--- START ---

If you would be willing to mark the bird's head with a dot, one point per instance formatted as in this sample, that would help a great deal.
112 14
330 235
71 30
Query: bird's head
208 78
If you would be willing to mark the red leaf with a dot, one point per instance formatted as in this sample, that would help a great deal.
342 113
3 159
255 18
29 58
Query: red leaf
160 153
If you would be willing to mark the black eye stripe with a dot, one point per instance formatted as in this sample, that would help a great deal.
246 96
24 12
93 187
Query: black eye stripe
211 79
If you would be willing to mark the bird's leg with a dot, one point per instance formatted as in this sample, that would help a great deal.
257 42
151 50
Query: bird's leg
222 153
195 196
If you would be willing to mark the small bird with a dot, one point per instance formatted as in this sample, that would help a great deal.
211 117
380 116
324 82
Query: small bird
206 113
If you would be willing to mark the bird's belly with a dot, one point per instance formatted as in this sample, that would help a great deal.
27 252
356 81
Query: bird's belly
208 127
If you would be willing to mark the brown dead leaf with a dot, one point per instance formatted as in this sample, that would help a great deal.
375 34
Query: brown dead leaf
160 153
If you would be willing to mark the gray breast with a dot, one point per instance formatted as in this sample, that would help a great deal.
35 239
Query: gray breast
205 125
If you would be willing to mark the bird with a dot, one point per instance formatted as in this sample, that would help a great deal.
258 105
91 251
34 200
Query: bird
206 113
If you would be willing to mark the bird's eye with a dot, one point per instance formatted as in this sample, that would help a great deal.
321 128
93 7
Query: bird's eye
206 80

--- END ---

▶ The request: Rewrite every line of the material above as a JSON list of strings, one string per line, with blank lines left out.

▶ Completed exercise:
[
  "If you would be willing to mark the bird's head with a dot, one point per instance formatted as in this sample, that would help a great deal.",
  "112 14",
  "330 235",
  "71 30",
  "Query: bird's head",
  "208 78",
  "If you would be willing to mark the red leaf with a dot, one point per instance formatted as in this sample, that would help a great deal.",
  "342 113",
  "3 159",
  "255 18",
  "29 58",
  "Query: red leaf",
  "160 153",
  "If you would be willing to mark the black eye stripe with a dot, one point per instance formatted as in this sample, that would help a great deal.",
  "246 96",
  "24 12",
  "93 187",
  "Query: black eye stripe",
  "211 79",
  "If you would be willing to mark the bird's leg with a dot, one point per instance formatted as in this sample, that would help a great deal.",
  "257 42",
  "151 50",
  "Query: bird's leg",
  "222 153",
  "195 196",
  "If you would be willing to mark the small bird with a dot, one point per instance formatted as in this sample, that would help a great deal.",
  "211 117",
  "380 116",
  "324 82",
  "Query: small bird",
  "206 113",
  "If you would be willing to mark the bird's belly with a dot, one point per instance formatted as in this sample, that would help a great deal.",
  "27 252",
  "356 81",
  "Query: bird's belly",
  "208 127",
  "If you would be willing to mark the brown dead leaf with a dot, one point per instance formatted as in this sample, that would help a great deal.",
  "375 34",
  "Query: brown dead leaf",
  "160 153",
  "If you would be willing to mark the gray breast with a dot, one point per instance formatted as in this sample, that would help a great deal.",
  "35 239",
  "Query: gray breast",
  "205 125",
  "If you would be willing to mark the bird with a dot, one point per instance formatted as in this sample, that would help a great deal.",
  "258 105",
  "91 251",
  "34 200",
  "Query: bird",
  "206 113",
  "If you would be willing to mark the bird's eye with a dot, one point per instance formatted as in this sample, that would help a great deal.",
  "321 128",
  "93 7",
  "Query: bird's eye",
  "206 80"
]